::: Records for the exercise

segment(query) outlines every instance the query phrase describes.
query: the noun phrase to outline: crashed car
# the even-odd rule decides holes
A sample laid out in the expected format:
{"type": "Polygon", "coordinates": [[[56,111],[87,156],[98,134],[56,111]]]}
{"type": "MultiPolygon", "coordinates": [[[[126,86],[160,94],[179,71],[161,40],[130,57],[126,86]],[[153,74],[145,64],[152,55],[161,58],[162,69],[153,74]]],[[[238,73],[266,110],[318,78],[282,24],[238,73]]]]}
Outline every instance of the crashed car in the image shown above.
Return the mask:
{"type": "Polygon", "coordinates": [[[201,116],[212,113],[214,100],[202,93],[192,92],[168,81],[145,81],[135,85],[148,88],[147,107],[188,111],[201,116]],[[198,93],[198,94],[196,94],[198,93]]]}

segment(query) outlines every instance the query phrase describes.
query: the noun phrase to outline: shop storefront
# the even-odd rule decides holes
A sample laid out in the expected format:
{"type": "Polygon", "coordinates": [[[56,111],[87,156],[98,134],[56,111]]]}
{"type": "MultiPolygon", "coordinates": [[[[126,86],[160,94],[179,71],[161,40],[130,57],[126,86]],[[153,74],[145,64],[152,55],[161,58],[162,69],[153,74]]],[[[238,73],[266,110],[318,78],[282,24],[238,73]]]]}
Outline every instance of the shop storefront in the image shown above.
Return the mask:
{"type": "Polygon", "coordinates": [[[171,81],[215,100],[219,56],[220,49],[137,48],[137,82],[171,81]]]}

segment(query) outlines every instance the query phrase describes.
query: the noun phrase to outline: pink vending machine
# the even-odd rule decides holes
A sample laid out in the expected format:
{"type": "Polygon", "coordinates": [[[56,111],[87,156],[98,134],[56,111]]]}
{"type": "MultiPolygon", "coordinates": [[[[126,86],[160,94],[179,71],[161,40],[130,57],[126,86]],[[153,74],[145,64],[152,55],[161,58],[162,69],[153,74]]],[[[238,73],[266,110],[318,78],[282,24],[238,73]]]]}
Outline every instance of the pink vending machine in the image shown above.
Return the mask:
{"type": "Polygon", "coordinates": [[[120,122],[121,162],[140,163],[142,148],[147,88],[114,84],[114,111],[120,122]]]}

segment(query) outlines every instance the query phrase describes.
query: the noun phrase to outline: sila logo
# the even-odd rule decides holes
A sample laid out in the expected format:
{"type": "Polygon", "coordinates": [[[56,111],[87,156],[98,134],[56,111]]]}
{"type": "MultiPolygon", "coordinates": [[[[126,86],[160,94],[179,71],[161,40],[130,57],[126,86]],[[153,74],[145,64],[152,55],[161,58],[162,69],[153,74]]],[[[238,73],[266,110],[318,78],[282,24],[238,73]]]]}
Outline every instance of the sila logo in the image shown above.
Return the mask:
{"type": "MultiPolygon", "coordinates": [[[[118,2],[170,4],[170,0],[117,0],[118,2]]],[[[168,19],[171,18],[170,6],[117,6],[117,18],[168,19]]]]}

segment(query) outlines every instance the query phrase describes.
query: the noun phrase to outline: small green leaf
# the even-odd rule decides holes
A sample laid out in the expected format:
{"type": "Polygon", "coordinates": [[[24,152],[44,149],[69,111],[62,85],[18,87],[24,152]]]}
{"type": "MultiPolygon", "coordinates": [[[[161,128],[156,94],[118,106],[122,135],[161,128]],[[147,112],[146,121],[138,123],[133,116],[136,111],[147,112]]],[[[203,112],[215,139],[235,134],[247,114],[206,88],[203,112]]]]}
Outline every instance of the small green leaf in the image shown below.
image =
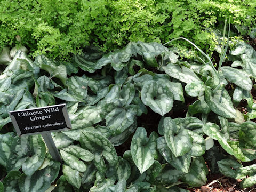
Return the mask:
{"type": "Polygon", "coordinates": [[[44,192],[56,179],[60,167],[59,162],[51,162],[49,166],[37,171],[31,176],[22,173],[19,179],[21,192],[44,192]]]}
{"type": "Polygon", "coordinates": [[[8,173],[3,182],[5,188],[5,191],[20,191],[18,181],[21,174],[21,173],[19,171],[11,171],[8,173]]]}
{"type": "Polygon", "coordinates": [[[171,185],[177,182],[185,174],[185,173],[166,165],[156,180],[163,185],[171,185]]]}
{"type": "Polygon", "coordinates": [[[189,84],[191,82],[199,83],[201,79],[190,69],[179,65],[169,63],[166,66],[163,66],[166,74],[180,81],[189,84]]]}
{"type": "Polygon", "coordinates": [[[143,86],[141,100],[154,111],[163,116],[172,109],[173,95],[167,84],[149,81],[143,86]]]}
{"type": "Polygon", "coordinates": [[[181,127],[177,127],[170,117],[164,119],[164,126],[165,141],[176,157],[190,151],[193,139],[188,135],[188,130],[181,127]]]}
{"type": "Polygon", "coordinates": [[[109,140],[99,133],[81,131],[81,147],[91,151],[101,150],[102,155],[110,165],[114,166],[118,161],[116,150],[109,140]]]}
{"type": "Polygon", "coordinates": [[[72,186],[67,181],[64,175],[61,175],[56,182],[57,186],[52,192],[72,192],[72,186]]]}
{"type": "Polygon", "coordinates": [[[11,77],[0,79],[0,91],[5,91],[9,89],[12,82],[12,78],[11,77]]]}
{"type": "Polygon", "coordinates": [[[137,113],[134,105],[115,108],[106,116],[106,126],[113,131],[113,135],[119,134],[134,123],[137,113]]]}
{"type": "Polygon", "coordinates": [[[64,150],[60,150],[60,152],[63,161],[70,168],[81,172],[85,171],[86,166],[82,161],[64,150]]]}
{"type": "Polygon", "coordinates": [[[129,178],[130,175],[131,175],[131,166],[126,160],[120,156],[118,158],[119,165],[116,171],[117,180],[119,180],[122,179],[124,179],[125,180],[127,180],[129,178]]]}
{"type": "Polygon", "coordinates": [[[69,166],[63,165],[62,171],[65,179],[69,184],[76,188],[80,188],[82,179],[78,171],[73,170],[69,166]]]}
{"type": "Polygon", "coordinates": [[[192,187],[200,187],[207,181],[208,168],[202,156],[193,158],[188,173],[181,178],[181,181],[192,187]]]}
{"type": "Polygon", "coordinates": [[[223,134],[220,132],[220,127],[215,123],[207,123],[203,126],[203,131],[208,136],[217,140],[221,147],[229,154],[235,155],[232,148],[227,142],[223,134]]]}
{"type": "Polygon", "coordinates": [[[131,103],[135,96],[135,90],[133,84],[128,83],[123,86],[120,91],[120,96],[124,99],[124,106],[131,103]]]}
{"type": "Polygon", "coordinates": [[[193,140],[191,156],[199,157],[204,154],[205,153],[205,142],[204,138],[190,130],[188,130],[188,133],[193,140]]]}
{"type": "MultiPolygon", "coordinates": [[[[93,154],[78,146],[70,145],[67,147],[62,148],[61,150],[71,154],[78,159],[81,159],[86,162],[92,161],[94,158],[94,156],[93,154]]],[[[82,172],[82,171],[80,171],[82,172]]]]}
{"type": "Polygon", "coordinates": [[[187,173],[191,162],[191,152],[175,157],[167,145],[164,137],[158,138],[157,141],[157,149],[164,159],[173,167],[187,173]]]}
{"type": "Polygon", "coordinates": [[[236,110],[231,98],[225,89],[218,90],[214,92],[206,87],[205,99],[212,111],[218,115],[229,118],[236,117],[236,110]]]}
{"type": "Polygon", "coordinates": [[[185,91],[191,97],[198,97],[204,94],[205,85],[203,82],[190,82],[185,86],[185,91]]]}
{"type": "Polygon", "coordinates": [[[188,113],[192,115],[198,113],[207,114],[210,112],[211,109],[204,100],[203,96],[199,97],[198,100],[188,106],[188,113]]]}
{"type": "Polygon", "coordinates": [[[74,142],[74,140],[64,133],[59,132],[55,134],[55,136],[53,137],[53,141],[54,141],[57,149],[61,149],[68,147],[74,142]]]}
{"type": "Polygon", "coordinates": [[[221,69],[229,82],[234,83],[245,90],[251,91],[252,88],[252,82],[249,77],[250,74],[243,70],[229,66],[222,67],[221,69]]]}
{"type": "Polygon", "coordinates": [[[157,156],[157,135],[153,132],[149,138],[147,138],[145,129],[138,127],[132,138],[131,143],[132,157],[141,174],[153,164],[157,156]]]}
{"type": "Polygon", "coordinates": [[[45,157],[46,148],[40,135],[31,136],[29,139],[31,157],[28,157],[22,164],[22,171],[27,175],[30,176],[43,164],[45,157]]]}

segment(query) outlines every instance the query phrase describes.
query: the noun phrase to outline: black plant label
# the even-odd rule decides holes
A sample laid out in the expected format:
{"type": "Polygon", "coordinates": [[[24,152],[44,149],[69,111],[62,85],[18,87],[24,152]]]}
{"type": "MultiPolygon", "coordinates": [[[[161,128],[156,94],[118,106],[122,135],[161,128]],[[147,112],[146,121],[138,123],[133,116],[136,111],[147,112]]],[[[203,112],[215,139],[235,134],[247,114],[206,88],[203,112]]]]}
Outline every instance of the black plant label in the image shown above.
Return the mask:
{"type": "Polygon", "coordinates": [[[12,111],[9,115],[20,136],[71,129],[66,104],[12,111]]]}

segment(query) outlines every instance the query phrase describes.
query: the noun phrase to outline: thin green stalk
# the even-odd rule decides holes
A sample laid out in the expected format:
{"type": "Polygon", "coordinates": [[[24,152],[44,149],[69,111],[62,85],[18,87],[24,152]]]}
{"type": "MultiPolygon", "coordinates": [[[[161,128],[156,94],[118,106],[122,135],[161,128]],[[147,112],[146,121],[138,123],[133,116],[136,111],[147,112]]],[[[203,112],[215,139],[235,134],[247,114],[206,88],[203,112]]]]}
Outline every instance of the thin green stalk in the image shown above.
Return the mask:
{"type": "Polygon", "coordinates": [[[178,38],[175,38],[173,39],[172,39],[170,41],[169,41],[168,42],[165,43],[164,44],[163,44],[163,45],[165,45],[166,44],[167,44],[168,43],[173,41],[175,41],[175,40],[178,40],[178,39],[184,39],[185,41],[187,41],[188,43],[189,43],[190,44],[191,44],[192,45],[193,45],[195,47],[196,47],[196,49],[198,50],[203,55],[204,55],[204,57],[205,57],[206,58],[206,59],[208,60],[208,61],[209,61],[210,63],[211,64],[211,66],[212,67],[212,68],[214,69],[213,71],[214,71],[215,75],[218,75],[218,74],[216,71],[216,69],[215,69],[214,68],[214,66],[213,65],[212,61],[211,60],[211,59],[210,58],[210,57],[208,55],[206,55],[205,53],[204,53],[203,51],[202,51],[200,48],[199,48],[197,46],[196,46],[195,44],[194,44],[193,43],[192,43],[191,41],[190,41],[189,40],[186,39],[186,38],[184,38],[184,37],[178,37],[178,38]]]}
{"type": "MultiPolygon", "coordinates": [[[[225,22],[226,24],[226,22],[225,22]]],[[[224,34],[225,34],[225,31],[226,30],[226,25],[225,25],[225,28],[224,29],[224,34]]],[[[227,41],[227,44],[226,44],[226,47],[225,47],[225,50],[223,52],[222,52],[222,50],[221,49],[221,54],[220,55],[220,62],[219,63],[219,67],[218,68],[218,72],[217,74],[219,75],[219,73],[220,72],[220,68],[221,67],[221,66],[222,65],[223,62],[224,61],[224,59],[226,57],[226,54],[227,54],[227,51],[228,50],[228,45],[229,43],[229,33],[230,31],[230,18],[229,18],[229,20],[228,21],[228,39],[227,41]]],[[[225,41],[223,39],[223,41],[225,41]]],[[[223,48],[223,46],[222,47],[222,49],[223,48]]]]}

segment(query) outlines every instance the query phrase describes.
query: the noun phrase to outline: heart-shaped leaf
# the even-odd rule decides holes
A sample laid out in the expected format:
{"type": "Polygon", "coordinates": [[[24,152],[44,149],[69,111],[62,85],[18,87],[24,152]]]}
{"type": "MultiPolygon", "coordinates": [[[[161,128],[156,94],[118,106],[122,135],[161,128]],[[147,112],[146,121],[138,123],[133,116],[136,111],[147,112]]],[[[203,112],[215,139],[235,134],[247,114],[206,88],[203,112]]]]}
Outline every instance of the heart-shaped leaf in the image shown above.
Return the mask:
{"type": "Polygon", "coordinates": [[[106,124],[113,131],[113,135],[121,134],[134,123],[137,113],[134,105],[115,108],[106,116],[106,124]]]}
{"type": "Polygon", "coordinates": [[[148,170],[154,162],[157,156],[156,151],[156,138],[157,134],[154,132],[147,138],[145,128],[138,127],[131,143],[131,152],[132,158],[142,173],[148,170]]]}
{"type": "Polygon", "coordinates": [[[67,147],[62,148],[61,150],[68,153],[76,158],[86,162],[92,161],[94,158],[94,156],[93,154],[78,146],[70,145],[67,147]]]}
{"type": "Polygon", "coordinates": [[[70,168],[81,172],[85,171],[86,166],[82,161],[65,151],[60,150],[60,152],[63,161],[70,168]]]}
{"type": "Polygon", "coordinates": [[[187,173],[191,162],[191,153],[175,157],[172,153],[164,137],[157,138],[157,149],[164,159],[173,167],[187,173]]]}
{"type": "Polygon", "coordinates": [[[22,173],[19,179],[19,186],[21,192],[44,192],[56,179],[60,170],[59,162],[51,162],[50,165],[32,175],[22,173]]]}
{"type": "Polygon", "coordinates": [[[141,100],[154,111],[163,116],[172,109],[173,95],[166,84],[149,81],[143,86],[141,100]]]}
{"type": "Polygon", "coordinates": [[[207,123],[203,126],[203,131],[208,136],[217,140],[221,147],[229,154],[234,155],[234,151],[227,142],[223,134],[220,132],[220,127],[215,123],[207,123]]]}
{"type": "Polygon", "coordinates": [[[67,181],[64,175],[60,177],[56,182],[57,186],[52,192],[72,192],[72,186],[67,181]]]}
{"type": "Polygon", "coordinates": [[[5,191],[20,191],[19,188],[19,178],[21,174],[21,173],[19,171],[11,171],[8,173],[3,182],[5,191]]]}
{"type": "Polygon", "coordinates": [[[211,91],[207,87],[205,89],[205,100],[211,110],[225,118],[236,117],[231,99],[225,89],[211,91]]]}
{"type": "Polygon", "coordinates": [[[185,91],[191,97],[201,96],[204,94],[205,85],[203,82],[190,82],[185,86],[185,91]]]}
{"type": "Polygon", "coordinates": [[[69,166],[63,165],[62,171],[65,179],[69,184],[77,188],[80,188],[82,183],[82,179],[78,171],[73,170],[69,166]]]}
{"type": "Polygon", "coordinates": [[[91,151],[101,151],[105,159],[110,165],[114,166],[118,161],[116,150],[111,142],[99,133],[81,131],[80,133],[81,147],[91,151]]]}
{"type": "Polygon", "coordinates": [[[221,68],[223,74],[227,80],[233,83],[243,89],[251,91],[252,88],[252,82],[250,78],[250,74],[243,70],[236,69],[229,66],[221,68]]]}
{"type": "Polygon", "coordinates": [[[184,155],[190,151],[193,139],[188,135],[188,130],[177,127],[170,117],[164,119],[164,126],[165,141],[176,157],[184,155]]]}
{"type": "Polygon", "coordinates": [[[166,66],[163,66],[163,68],[170,76],[187,84],[201,82],[201,79],[193,70],[186,67],[182,66],[180,68],[179,65],[169,63],[166,66]]]}
{"type": "Polygon", "coordinates": [[[181,178],[181,181],[192,187],[199,187],[207,181],[208,168],[202,156],[193,158],[188,173],[181,178]]]}

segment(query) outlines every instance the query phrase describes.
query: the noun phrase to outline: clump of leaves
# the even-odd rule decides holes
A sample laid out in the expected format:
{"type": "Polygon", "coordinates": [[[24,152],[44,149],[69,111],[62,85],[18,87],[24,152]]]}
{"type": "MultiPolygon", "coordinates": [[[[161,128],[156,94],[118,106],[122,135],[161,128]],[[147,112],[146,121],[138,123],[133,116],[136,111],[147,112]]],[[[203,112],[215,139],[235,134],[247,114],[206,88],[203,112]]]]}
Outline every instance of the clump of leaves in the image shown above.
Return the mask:
{"type": "Polygon", "coordinates": [[[256,125],[250,121],[256,52],[239,42],[228,54],[231,66],[222,67],[227,45],[217,69],[203,52],[206,59],[184,61],[157,43],[132,42],[108,54],[84,52],[72,63],[43,55],[32,61],[22,50],[6,59],[5,50],[0,191],[186,191],[185,186],[205,184],[209,159],[211,171],[243,179],[242,188],[253,185],[254,165],[237,162],[256,159],[256,125]],[[238,110],[244,99],[247,113],[238,110]],[[17,136],[7,113],[60,103],[66,103],[73,127],[52,135],[61,165],[40,135],[17,136]],[[186,117],[173,115],[180,109],[186,117]],[[162,118],[150,127],[138,121],[143,117],[162,118]]]}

::::::

### Exercise description
Show every line of the records that contains the string "thin", matching case exactly.

### Task output
query: the noun phrase to outline: thin green stalk
Outline every instance of the thin green stalk in the image shown above.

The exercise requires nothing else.